*What you have to do*:
Return without changes every line from the one containing "[point] shirt collar" through the last line of the items below, both ends included. Leave the pictures out of your answer.

─── Exercise inputs

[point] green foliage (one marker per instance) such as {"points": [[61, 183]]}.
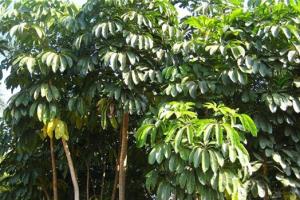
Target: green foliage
{"points": [[197, 157], [77, 70]]}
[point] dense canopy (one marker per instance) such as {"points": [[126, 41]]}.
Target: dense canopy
{"points": [[122, 99]]}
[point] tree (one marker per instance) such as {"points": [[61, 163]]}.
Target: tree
{"points": [[246, 55], [117, 68], [31, 24], [129, 53], [197, 158]]}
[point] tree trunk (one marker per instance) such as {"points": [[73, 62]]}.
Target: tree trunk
{"points": [[54, 176], [265, 169], [113, 195], [72, 170], [103, 180], [88, 181], [123, 156]]}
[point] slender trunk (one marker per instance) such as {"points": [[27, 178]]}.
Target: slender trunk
{"points": [[54, 176], [123, 157], [103, 180], [113, 195], [72, 170], [265, 169], [88, 181], [46, 194]]}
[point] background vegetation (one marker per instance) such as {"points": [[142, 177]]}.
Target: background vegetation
{"points": [[121, 99]]}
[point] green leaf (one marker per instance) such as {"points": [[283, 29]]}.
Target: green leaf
{"points": [[232, 154], [178, 139], [248, 124], [152, 156], [213, 161], [219, 134], [196, 157], [205, 159]]}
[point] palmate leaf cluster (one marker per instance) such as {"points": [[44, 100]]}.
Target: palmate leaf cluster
{"points": [[79, 69], [195, 157]]}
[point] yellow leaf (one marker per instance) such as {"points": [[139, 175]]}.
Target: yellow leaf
{"points": [[50, 128], [59, 129]]}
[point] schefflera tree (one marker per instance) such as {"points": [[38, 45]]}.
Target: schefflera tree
{"points": [[38, 59], [121, 52], [247, 54], [197, 156]]}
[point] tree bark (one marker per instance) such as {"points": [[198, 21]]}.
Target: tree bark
{"points": [[88, 181], [46, 194], [72, 170], [54, 176], [123, 157], [265, 169], [103, 181], [113, 195]]}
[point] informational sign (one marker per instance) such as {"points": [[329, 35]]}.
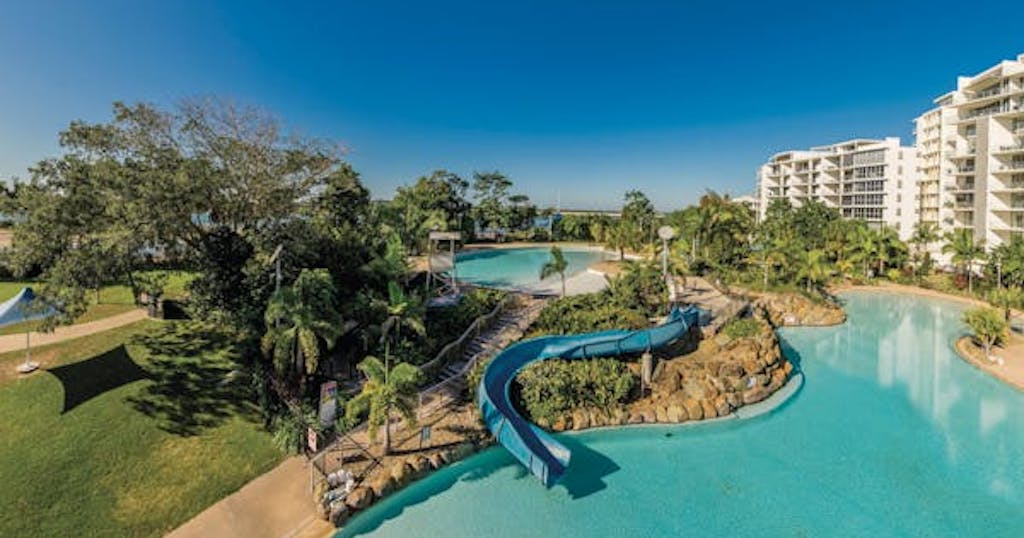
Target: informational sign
{"points": [[311, 439], [329, 403]]}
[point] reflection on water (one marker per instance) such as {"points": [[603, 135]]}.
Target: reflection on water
{"points": [[892, 435], [905, 345]]}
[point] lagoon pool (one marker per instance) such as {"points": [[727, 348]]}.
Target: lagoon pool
{"points": [[892, 435], [518, 267]]}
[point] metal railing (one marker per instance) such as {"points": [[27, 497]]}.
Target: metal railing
{"points": [[451, 388], [457, 346]]}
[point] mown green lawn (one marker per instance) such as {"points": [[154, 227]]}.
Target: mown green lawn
{"points": [[127, 432], [112, 300]]}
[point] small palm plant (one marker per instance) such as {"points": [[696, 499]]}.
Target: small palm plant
{"points": [[385, 389], [988, 327], [813, 269], [965, 251], [555, 265], [300, 318], [1007, 298]]}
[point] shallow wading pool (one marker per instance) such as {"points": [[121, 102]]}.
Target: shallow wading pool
{"points": [[892, 435], [519, 267]]}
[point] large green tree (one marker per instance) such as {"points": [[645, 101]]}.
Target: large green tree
{"points": [[433, 202], [964, 251], [492, 191], [556, 265], [202, 183], [386, 388], [638, 213], [302, 322]]}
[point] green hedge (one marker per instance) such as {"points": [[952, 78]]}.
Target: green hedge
{"points": [[548, 390]]}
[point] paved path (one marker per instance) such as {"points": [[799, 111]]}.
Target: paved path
{"points": [[280, 504], [14, 342], [274, 505]]}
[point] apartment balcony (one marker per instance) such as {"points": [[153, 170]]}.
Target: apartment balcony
{"points": [[967, 154], [975, 96], [1010, 150], [960, 188], [1014, 167], [1012, 187]]}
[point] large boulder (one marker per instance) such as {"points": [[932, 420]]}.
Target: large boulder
{"points": [[420, 464], [756, 395], [339, 513], [677, 413], [709, 409], [693, 409], [722, 406], [402, 473], [581, 419], [382, 485], [359, 498]]}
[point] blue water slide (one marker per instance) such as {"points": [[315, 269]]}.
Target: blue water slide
{"points": [[16, 309], [535, 448]]}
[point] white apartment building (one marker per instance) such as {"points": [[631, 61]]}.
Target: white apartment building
{"points": [[971, 156], [870, 179]]}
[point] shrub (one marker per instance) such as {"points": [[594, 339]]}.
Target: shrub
{"points": [[744, 328], [547, 390], [581, 314], [444, 325], [988, 326]]}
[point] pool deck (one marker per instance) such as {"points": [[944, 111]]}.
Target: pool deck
{"points": [[1010, 372]]}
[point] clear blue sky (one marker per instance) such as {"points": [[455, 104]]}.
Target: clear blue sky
{"points": [[584, 98]]}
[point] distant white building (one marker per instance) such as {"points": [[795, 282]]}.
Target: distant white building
{"points": [[749, 201], [971, 156], [871, 179]]}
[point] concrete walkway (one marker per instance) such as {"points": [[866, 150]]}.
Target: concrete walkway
{"points": [[273, 505], [14, 342]]}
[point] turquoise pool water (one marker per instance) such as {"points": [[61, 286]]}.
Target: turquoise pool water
{"points": [[517, 267], [892, 435]]}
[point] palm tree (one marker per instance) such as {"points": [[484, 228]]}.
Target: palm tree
{"points": [[813, 269], [300, 318], [965, 251], [924, 235], [616, 237], [556, 264], [864, 246], [385, 389], [988, 327], [1007, 298], [403, 309]]}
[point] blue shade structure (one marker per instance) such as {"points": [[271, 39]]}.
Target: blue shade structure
{"points": [[15, 309], [546, 458]]}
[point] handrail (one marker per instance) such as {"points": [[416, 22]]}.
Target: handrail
{"points": [[474, 328]]}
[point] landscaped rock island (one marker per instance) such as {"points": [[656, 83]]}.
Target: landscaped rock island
{"points": [[782, 309], [724, 373]]}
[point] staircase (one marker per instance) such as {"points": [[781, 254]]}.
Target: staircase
{"points": [[451, 383]]}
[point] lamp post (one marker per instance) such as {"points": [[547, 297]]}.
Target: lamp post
{"points": [[667, 233]]}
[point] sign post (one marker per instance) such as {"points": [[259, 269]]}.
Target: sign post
{"points": [[425, 436], [311, 440], [329, 403]]}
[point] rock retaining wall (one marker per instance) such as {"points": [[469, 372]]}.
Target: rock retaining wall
{"points": [[795, 309], [722, 375]]}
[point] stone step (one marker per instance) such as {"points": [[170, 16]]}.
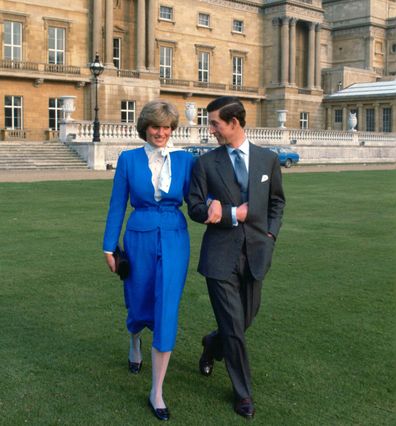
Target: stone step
{"points": [[38, 155]]}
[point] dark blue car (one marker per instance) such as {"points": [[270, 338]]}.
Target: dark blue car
{"points": [[287, 157]]}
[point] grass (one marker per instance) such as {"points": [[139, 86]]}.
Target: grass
{"points": [[322, 349]]}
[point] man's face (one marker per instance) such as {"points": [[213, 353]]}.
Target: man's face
{"points": [[220, 128]]}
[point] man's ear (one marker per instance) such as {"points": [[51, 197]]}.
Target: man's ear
{"points": [[234, 121]]}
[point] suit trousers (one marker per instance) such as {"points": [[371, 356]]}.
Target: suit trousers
{"points": [[235, 302]]}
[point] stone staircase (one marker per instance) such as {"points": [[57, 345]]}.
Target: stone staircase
{"points": [[38, 155]]}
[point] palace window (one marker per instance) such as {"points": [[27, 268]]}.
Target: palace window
{"points": [[370, 120], [203, 67], [237, 26], [202, 117], [338, 116], [56, 45], [387, 119], [13, 40], [128, 111], [203, 20], [237, 71], [117, 52], [166, 13], [54, 113], [13, 112], [304, 117], [166, 57]]}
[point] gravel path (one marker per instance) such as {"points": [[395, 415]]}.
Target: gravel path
{"points": [[83, 174]]}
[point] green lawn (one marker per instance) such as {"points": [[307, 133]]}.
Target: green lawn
{"points": [[322, 348]]}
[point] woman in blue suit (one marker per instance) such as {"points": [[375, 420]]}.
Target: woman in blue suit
{"points": [[155, 179]]}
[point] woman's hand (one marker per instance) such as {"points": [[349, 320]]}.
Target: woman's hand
{"points": [[110, 261]]}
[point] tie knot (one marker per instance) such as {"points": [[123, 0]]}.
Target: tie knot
{"points": [[237, 153]]}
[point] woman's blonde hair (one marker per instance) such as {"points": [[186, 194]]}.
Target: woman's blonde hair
{"points": [[157, 113]]}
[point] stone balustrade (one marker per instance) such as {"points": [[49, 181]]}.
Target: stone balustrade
{"points": [[314, 146]]}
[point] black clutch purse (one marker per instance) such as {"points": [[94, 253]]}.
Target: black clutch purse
{"points": [[122, 263]]}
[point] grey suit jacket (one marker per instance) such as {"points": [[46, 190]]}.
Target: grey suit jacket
{"points": [[213, 177]]}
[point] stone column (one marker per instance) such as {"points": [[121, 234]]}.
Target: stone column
{"points": [[275, 50], [317, 57], [141, 35], [344, 118], [376, 117], [292, 51], [369, 52], [150, 33], [329, 116], [361, 118], [311, 55], [109, 34], [96, 28], [285, 50]]}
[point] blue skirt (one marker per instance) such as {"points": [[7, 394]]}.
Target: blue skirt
{"points": [[159, 264]]}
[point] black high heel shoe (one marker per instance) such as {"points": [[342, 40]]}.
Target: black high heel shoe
{"points": [[160, 413], [135, 367]]}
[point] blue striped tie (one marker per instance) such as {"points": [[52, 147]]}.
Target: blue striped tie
{"points": [[241, 174]]}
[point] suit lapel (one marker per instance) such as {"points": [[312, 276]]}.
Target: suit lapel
{"points": [[226, 173], [256, 168]]}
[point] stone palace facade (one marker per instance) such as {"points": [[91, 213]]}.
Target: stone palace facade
{"points": [[292, 55]]}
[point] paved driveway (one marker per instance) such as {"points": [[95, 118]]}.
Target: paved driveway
{"points": [[69, 174]]}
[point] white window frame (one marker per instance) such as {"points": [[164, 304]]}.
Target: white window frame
{"points": [[203, 19], [237, 71], [16, 111], [13, 44], [202, 117], [117, 52], [387, 119], [203, 67], [370, 120], [59, 52], [238, 26], [304, 120], [338, 119], [166, 13], [57, 110], [166, 61], [128, 108]]}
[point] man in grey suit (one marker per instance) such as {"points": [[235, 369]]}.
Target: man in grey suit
{"points": [[236, 190]]}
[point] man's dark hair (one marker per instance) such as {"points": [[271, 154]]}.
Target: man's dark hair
{"points": [[229, 107]]}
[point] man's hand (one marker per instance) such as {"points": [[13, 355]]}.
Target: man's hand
{"points": [[242, 212], [110, 261], [215, 212]]}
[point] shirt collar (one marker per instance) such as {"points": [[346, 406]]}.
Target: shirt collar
{"points": [[244, 147]]}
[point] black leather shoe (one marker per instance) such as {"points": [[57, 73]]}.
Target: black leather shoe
{"points": [[160, 413], [135, 367], [245, 408], [207, 360]]}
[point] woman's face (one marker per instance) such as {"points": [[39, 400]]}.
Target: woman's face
{"points": [[158, 136]]}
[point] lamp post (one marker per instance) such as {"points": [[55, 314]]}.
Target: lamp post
{"points": [[96, 69]]}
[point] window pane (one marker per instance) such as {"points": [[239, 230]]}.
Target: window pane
{"points": [[237, 26], [166, 12], [387, 120], [56, 45], [370, 121], [12, 43]]}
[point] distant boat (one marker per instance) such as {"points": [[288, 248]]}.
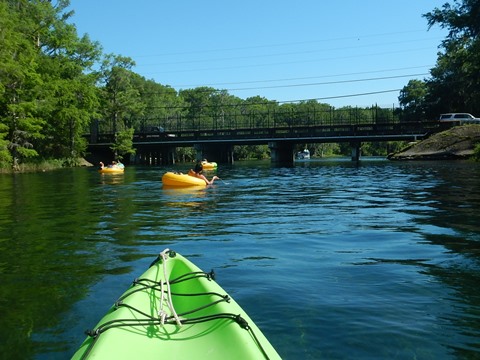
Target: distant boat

──────

*Result of this task*:
[point] shirt collar (one marker per instance) such as {"points": [[346, 406]]}.
Target: shirt collar
{"points": [[244, 147]]}
[point] black leather shoe (one marker per instance) such as {"points": [[57, 73]]}.
Target: black leather shoe
{"points": [[160, 413], [135, 367], [245, 408], [207, 360]]}
[point] woman's face (one marker per instance) such as {"points": [[39, 400]]}.
Target: woman's face
{"points": [[158, 136]]}
[point] lamp post (one marker per instance) such as {"points": [[55, 314]]}.
Target: lamp post
{"points": [[96, 69]]}
[point] window pane (one marker per instance) such as {"points": [[239, 230]]}.
Target: window pane
{"points": [[237, 26], [166, 12], [387, 120], [56, 45], [370, 121], [12, 43]]}
[point] distant boat (one marker per instance) such as {"points": [[288, 248]]}.
Target: distant boat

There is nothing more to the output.